■ Saved data entries
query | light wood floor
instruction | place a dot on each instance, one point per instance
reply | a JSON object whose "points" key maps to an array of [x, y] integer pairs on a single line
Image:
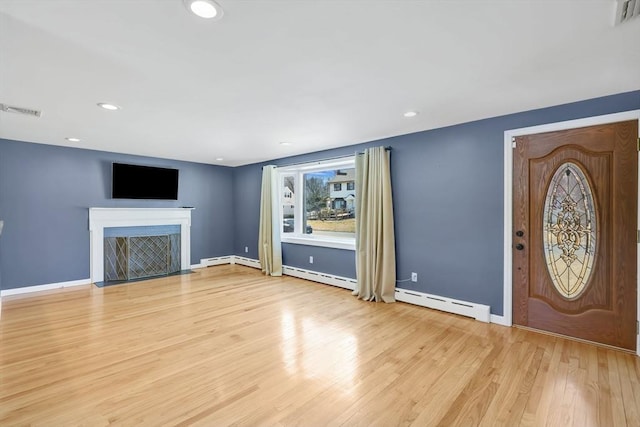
{"points": [[227, 346]]}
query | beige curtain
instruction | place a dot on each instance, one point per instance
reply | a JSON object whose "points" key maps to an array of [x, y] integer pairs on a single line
{"points": [[269, 246], [375, 239]]}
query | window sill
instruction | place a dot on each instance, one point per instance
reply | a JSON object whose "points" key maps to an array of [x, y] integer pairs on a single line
{"points": [[327, 242]]}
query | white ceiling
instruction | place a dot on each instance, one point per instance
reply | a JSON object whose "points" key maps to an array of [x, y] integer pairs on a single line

■ What you need to do
Copy out the lines from the one containing "query | window sill" through the final line, with no changes.

■ Exercise answer
query | window sill
instruction | place a dot on each instance, one point per instance
reply | a JSON object whose "points" key maps to an array of [x, y] integer pairs on a single line
{"points": [[327, 242]]}
query | white ceiling
instruction | place a dot on each instance, one point per instance
reply | a JSON object whose "points" key maps to an array of [x, y] integer pairs on a single line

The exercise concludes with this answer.